Exercise aim:
Type out the data again, word for word and in full.

Given records:
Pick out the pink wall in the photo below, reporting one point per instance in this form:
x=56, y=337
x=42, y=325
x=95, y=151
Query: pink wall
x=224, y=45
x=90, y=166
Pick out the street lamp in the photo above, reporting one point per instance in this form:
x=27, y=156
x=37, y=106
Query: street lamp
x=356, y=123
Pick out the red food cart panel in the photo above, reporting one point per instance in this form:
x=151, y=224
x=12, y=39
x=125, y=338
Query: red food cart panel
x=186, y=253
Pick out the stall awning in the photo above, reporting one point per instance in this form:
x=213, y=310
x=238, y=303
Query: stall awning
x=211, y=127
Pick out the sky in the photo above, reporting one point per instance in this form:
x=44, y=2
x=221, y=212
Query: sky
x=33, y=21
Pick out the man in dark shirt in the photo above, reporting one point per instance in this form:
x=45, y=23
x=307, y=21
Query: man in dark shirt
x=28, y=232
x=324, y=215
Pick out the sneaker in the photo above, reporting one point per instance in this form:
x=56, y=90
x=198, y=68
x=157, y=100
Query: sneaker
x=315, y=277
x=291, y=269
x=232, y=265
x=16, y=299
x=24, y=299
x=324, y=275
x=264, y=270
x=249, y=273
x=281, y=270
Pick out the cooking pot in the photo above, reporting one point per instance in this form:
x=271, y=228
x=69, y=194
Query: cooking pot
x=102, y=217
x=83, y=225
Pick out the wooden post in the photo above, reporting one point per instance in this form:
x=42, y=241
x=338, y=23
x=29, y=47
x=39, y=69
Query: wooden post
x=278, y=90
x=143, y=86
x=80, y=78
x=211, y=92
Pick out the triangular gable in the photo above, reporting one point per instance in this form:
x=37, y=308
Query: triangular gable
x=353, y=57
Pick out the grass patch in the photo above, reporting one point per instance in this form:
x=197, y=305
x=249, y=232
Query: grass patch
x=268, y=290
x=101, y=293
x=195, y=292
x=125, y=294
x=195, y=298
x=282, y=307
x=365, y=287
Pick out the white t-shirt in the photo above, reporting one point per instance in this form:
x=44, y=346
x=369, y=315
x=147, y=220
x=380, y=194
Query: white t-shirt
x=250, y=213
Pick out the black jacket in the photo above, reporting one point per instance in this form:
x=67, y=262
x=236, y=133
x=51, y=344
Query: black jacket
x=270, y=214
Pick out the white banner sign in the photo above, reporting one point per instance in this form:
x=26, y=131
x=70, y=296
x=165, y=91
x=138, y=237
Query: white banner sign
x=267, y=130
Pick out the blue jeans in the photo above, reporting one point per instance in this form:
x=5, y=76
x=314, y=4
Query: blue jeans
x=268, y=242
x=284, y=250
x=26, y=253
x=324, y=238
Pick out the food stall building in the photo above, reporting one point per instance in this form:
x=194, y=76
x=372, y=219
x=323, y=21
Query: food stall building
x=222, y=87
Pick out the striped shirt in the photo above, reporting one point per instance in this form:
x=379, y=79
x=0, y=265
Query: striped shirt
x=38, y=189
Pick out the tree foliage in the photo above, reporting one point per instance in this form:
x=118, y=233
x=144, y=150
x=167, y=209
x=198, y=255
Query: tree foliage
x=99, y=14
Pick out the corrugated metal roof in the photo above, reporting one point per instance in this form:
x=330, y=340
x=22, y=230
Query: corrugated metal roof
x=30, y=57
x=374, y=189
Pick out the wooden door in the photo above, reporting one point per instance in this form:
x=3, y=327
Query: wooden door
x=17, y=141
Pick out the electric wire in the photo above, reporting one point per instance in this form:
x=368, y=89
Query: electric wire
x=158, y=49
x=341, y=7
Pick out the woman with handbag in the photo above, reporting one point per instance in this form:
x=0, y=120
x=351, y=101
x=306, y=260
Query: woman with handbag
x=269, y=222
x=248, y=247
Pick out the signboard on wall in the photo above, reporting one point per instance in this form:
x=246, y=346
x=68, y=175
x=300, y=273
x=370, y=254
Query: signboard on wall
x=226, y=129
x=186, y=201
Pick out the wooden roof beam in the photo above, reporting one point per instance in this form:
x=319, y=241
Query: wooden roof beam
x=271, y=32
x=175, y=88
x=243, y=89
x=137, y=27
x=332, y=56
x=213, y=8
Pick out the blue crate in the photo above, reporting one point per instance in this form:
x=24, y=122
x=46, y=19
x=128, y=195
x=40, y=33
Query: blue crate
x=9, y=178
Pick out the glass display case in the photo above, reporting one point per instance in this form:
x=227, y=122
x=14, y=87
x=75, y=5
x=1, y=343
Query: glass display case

Output for this exercise:
Pick out the pink wall in the photo below, reporting one point per instance in this form:
x=56, y=337
x=42, y=325
x=95, y=151
Query: pink wall
x=224, y=45
x=90, y=166
Pick out the street lamp in the photo above, reporting one point per instance in this form:
x=27, y=156
x=37, y=106
Query: street lamp
x=356, y=123
Pick out the red food cart panel in the photo above, reporting one point per instance in this form:
x=151, y=224
x=12, y=39
x=125, y=338
Query: red food cart panel
x=186, y=253
Pick out the stall awning in the photo above, reporting one point per instance in this form:
x=213, y=310
x=238, y=303
Query: stall awning
x=211, y=127
Pick out the sky in the photo above, reporting one point per instance in this form:
x=44, y=2
x=221, y=212
Query: sky
x=33, y=21
Pick out the man in dark shirt in the photo above, reporting one point per instance in this form:
x=45, y=23
x=307, y=21
Query: man in dark shirt
x=28, y=232
x=324, y=215
Pick out the sneaker in the photo above, reporting one point per instance in this form:
x=56, y=90
x=198, y=68
x=157, y=100
Query: sneaker
x=315, y=277
x=291, y=269
x=232, y=265
x=16, y=299
x=24, y=299
x=324, y=275
x=264, y=270
x=249, y=273
x=281, y=270
Pick out the cooking pot in the photo above, reporting one point per instance in this form:
x=271, y=228
x=69, y=194
Query: cooking pot
x=102, y=217
x=83, y=225
Pick out the wooden post in the photo above, reporting one point per instance in this form:
x=42, y=241
x=338, y=23
x=29, y=47
x=39, y=69
Query: wooden post
x=278, y=90
x=143, y=86
x=80, y=78
x=211, y=92
Pick out the triangular gable in the photo above, reporting one point per instance in this form:
x=37, y=308
Query: triangular gable
x=353, y=57
Pick out the grass patch in the photo above, reporting one point per instance in this form:
x=197, y=305
x=249, y=232
Query: grass patch
x=268, y=290
x=101, y=293
x=195, y=292
x=125, y=294
x=195, y=298
x=282, y=307
x=365, y=287
Pick out the white t-shirt in the photo above, reporting one point per instance in this form:
x=44, y=346
x=369, y=315
x=147, y=220
x=380, y=194
Query: white t-shirt
x=250, y=213
Pick out the black jacket in the photo above, reporting one point per instance in this form:
x=67, y=262
x=236, y=133
x=51, y=344
Query: black jacket
x=270, y=214
Pick out the white banner sign in the photo above, reporting one point per instance in this form:
x=26, y=131
x=70, y=296
x=165, y=91
x=138, y=237
Query: white banner sign
x=267, y=130
Pick out the blue jeans in the photo above, reporting one point per instance in this form:
x=5, y=76
x=314, y=4
Query: blue jeans
x=268, y=242
x=284, y=250
x=26, y=253
x=324, y=238
Pick out the food stall building in the photo above, reporting one point per instance in this form:
x=194, y=76
x=372, y=219
x=323, y=21
Query: food stall building
x=222, y=87
Pick out the striped shirt in the photo above, reporting one point per instance in this form:
x=379, y=79
x=0, y=265
Query: striped shirt
x=38, y=189
Pick out the tree foliage in the photo above, reporting one point per instance in this form:
x=118, y=233
x=144, y=150
x=167, y=209
x=198, y=255
Query: tree foliage
x=99, y=14
Pick out the corrugated metal roof in the photo above, reporting one point per instance in this form:
x=330, y=340
x=22, y=230
Query: corrugated metal roof
x=30, y=57
x=374, y=189
Pick out the wooden door in the photo above, reporting one point per instance in this form:
x=3, y=327
Query: wooden door
x=17, y=141
Pick out the electric wire in the photo above, reporting one point per instance in this form:
x=368, y=89
Query: electric wire
x=158, y=49
x=341, y=7
Pick out the woman with handbag in the photo above, reporting one point per instance in this form:
x=0, y=120
x=351, y=101
x=306, y=260
Query: woman with handbag
x=269, y=222
x=248, y=247
Pick out the signboard on wall in the photo above, reporting one point per instance in this form:
x=246, y=346
x=68, y=175
x=300, y=273
x=370, y=254
Query: signboard on wall
x=226, y=129
x=186, y=201
Pick out the wooden roof beam in the photo above, reporting one point per instance in this form:
x=319, y=241
Query: wooden roof beam
x=271, y=32
x=175, y=88
x=243, y=89
x=137, y=27
x=332, y=56
x=213, y=8
Pick out the blue crate in the photo above, reporting one point per instance in this form:
x=24, y=122
x=46, y=19
x=128, y=195
x=40, y=33
Query: blue crate
x=9, y=178
Pick out the glass display case in the photo above, reporting one point per instance in this form:
x=227, y=122
x=14, y=87
x=75, y=5
x=1, y=343
Query: glass display case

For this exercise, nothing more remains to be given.